#### [Raw records]

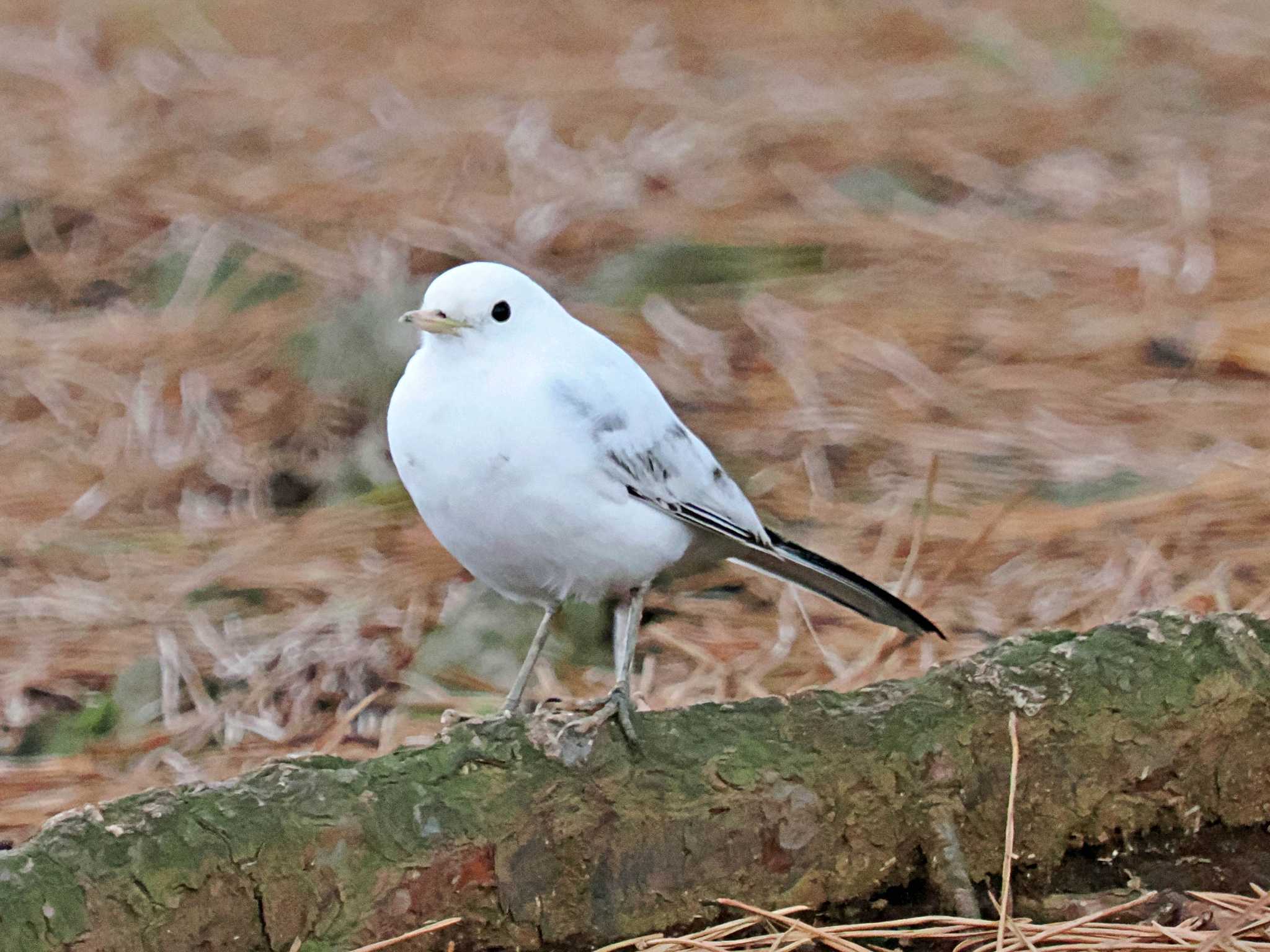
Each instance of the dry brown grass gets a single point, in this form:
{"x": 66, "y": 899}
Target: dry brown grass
{"x": 1066, "y": 306}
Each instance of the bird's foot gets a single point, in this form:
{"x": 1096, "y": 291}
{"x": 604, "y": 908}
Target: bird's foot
{"x": 618, "y": 703}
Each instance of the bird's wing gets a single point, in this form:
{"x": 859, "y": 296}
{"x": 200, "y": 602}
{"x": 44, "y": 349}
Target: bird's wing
{"x": 649, "y": 454}
{"x": 643, "y": 446}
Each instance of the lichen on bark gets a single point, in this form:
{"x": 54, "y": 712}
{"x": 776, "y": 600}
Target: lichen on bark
{"x": 1157, "y": 723}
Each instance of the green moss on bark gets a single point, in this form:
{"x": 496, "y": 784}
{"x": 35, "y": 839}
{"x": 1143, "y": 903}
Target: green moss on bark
{"x": 1156, "y": 723}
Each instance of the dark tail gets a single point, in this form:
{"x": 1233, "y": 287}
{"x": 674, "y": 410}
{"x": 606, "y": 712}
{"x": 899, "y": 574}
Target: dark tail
{"x": 790, "y": 562}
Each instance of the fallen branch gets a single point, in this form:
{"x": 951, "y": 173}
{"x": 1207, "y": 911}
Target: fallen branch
{"x": 1153, "y": 724}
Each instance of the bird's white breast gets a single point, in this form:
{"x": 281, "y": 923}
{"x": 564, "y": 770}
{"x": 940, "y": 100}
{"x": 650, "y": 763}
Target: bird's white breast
{"x": 512, "y": 487}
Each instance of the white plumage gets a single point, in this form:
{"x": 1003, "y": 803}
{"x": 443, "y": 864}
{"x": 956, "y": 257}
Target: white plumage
{"x": 548, "y": 462}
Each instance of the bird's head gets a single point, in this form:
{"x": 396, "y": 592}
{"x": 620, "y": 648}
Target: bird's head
{"x": 483, "y": 302}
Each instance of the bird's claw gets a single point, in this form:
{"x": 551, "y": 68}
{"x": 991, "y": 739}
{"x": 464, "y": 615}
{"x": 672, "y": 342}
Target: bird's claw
{"x": 618, "y": 703}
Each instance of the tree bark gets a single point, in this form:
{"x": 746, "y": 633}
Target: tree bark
{"x": 1158, "y": 723}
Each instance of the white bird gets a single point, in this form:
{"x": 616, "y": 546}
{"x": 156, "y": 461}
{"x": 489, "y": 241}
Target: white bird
{"x": 548, "y": 462}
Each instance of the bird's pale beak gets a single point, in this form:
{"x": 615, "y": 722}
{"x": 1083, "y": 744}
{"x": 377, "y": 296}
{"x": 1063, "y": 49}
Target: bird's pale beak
{"x": 433, "y": 322}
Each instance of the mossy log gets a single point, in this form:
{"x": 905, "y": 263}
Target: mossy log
{"x": 1158, "y": 723}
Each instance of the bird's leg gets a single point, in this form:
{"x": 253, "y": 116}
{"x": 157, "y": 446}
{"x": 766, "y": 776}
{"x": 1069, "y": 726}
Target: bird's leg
{"x": 625, "y": 633}
{"x": 522, "y": 678}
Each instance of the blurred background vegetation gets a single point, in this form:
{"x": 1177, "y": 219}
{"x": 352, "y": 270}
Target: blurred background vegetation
{"x": 970, "y": 296}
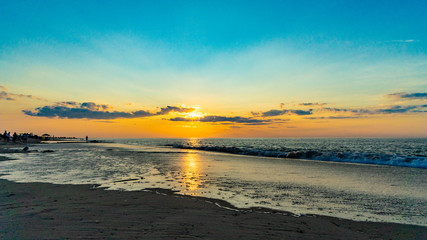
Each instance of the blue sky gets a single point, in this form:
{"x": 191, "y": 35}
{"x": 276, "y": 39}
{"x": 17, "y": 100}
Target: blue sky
{"x": 230, "y": 57}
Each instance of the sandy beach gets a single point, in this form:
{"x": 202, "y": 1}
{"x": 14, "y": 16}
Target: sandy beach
{"x": 49, "y": 211}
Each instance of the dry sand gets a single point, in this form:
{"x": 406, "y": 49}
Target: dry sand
{"x": 49, "y": 211}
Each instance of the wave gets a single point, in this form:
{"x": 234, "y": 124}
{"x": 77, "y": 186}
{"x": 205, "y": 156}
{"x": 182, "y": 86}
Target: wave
{"x": 419, "y": 161}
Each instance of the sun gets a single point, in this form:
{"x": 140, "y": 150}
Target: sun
{"x": 194, "y": 115}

#### [What you have to do]
Rewrite all the items above, replacing every "Target" with "Object" and keeping everything else the same. Leave out the pictures.

#### [Output of the task]
Each instance of the dry brown grass gets a single point, in this form:
{"x": 66, "y": 899}
Object: dry brown grass
{"x": 1066, "y": 306}
Each instance of the bird's foot gets a single point, in this form:
{"x": 1096, "y": 291}
{"x": 604, "y": 908}
Object: bird's foot
{"x": 618, "y": 703}
Each instance of the bird's wing gets a single point, in this form:
{"x": 859, "y": 296}
{"x": 200, "y": 602}
{"x": 44, "y": 349}
Object: bird's wing
{"x": 649, "y": 454}
{"x": 643, "y": 446}
Each instance of the lichen on bark gets a single point, in this form:
{"x": 54, "y": 712}
{"x": 776, "y": 600}
Object: lichen on bark
{"x": 1157, "y": 723}
Each instance of the green moss on bark gets a single point, in this form:
{"x": 496, "y": 784}
{"x": 35, "y": 839}
{"x": 1143, "y": 903}
Object: green moss on bark
{"x": 1156, "y": 723}
Each instance of the dark tail gets a single point, in this form:
{"x": 1233, "y": 287}
{"x": 674, "y": 410}
{"x": 606, "y": 712}
{"x": 899, "y": 574}
Object: dark tail
{"x": 790, "y": 562}
Each instance of the fallen branch gets a single point, in this form:
{"x": 951, "y": 173}
{"x": 1207, "y": 911}
Object: fallen branch
{"x": 1153, "y": 724}
Each instance of the bird's white breast gets a single point, in this form:
{"x": 281, "y": 923}
{"x": 564, "y": 770}
{"x": 940, "y": 100}
{"x": 650, "y": 763}
Object: bird's white breast
{"x": 512, "y": 487}
Each instance of the white plumage gets a single point, in this form:
{"x": 1003, "y": 803}
{"x": 443, "y": 864}
{"x": 956, "y": 257}
Object: white plumage
{"x": 548, "y": 462}
Each instance of the bird's head gets a single point, in this form:
{"x": 396, "y": 592}
{"x": 620, "y": 648}
Object: bird's head
{"x": 483, "y": 302}
Each instance of the bird's claw gets a single point, in this form:
{"x": 551, "y": 68}
{"x": 991, "y": 739}
{"x": 464, "y": 615}
{"x": 672, "y": 342}
Object: bird's claw
{"x": 618, "y": 703}
Each instance of the tree bark gets a single point, in this form:
{"x": 746, "y": 633}
Object: tree bark
{"x": 1158, "y": 723}
Each instance of the white bird gets a single point, in this form:
{"x": 616, "y": 546}
{"x": 156, "y": 461}
{"x": 489, "y": 241}
Object: white bird
{"x": 548, "y": 462}
Each instance of the bird's pale beak gets a single point, in this form:
{"x": 615, "y": 722}
{"x": 1083, "y": 744}
{"x": 377, "y": 296}
{"x": 1063, "y": 49}
Object: bird's pale beak
{"x": 433, "y": 322}
Each instance of the mossy log gets a single point, in this form:
{"x": 905, "y": 263}
Object: mossy log
{"x": 1158, "y": 723}
Each instance of the bird's leg gets a single point, in this form:
{"x": 253, "y": 116}
{"x": 157, "y": 446}
{"x": 766, "y": 776}
{"x": 1069, "y": 726}
Object: bird's leg
{"x": 625, "y": 633}
{"x": 522, "y": 678}
Each instance of the blurred background vegetation gets a single point, in this form:
{"x": 1177, "y": 219}
{"x": 352, "y": 270}
Object: blurred background vegetation
{"x": 970, "y": 296}
Each instance of the blue sky gets a single point, in this form:
{"x": 191, "y": 35}
{"x": 276, "y": 39}
{"x": 17, "y": 100}
Object: blue sky
{"x": 230, "y": 57}
Each instance of the sandy beach gets a single point, in this form:
{"x": 202, "y": 1}
{"x": 14, "y": 16}
Object: sandy beach
{"x": 49, "y": 211}
Each instance of the dry sand gets a single point, in this form:
{"x": 406, "y": 49}
Object: dry sand
{"x": 49, "y": 211}
Each instance of the wave gets a single point, in this form:
{"x": 234, "y": 124}
{"x": 77, "y": 186}
{"x": 205, "y": 156}
{"x": 182, "y": 86}
Object: wave
{"x": 419, "y": 161}
Each instance of the sun gets a single point, in this form:
{"x": 140, "y": 150}
Object: sun
{"x": 194, "y": 115}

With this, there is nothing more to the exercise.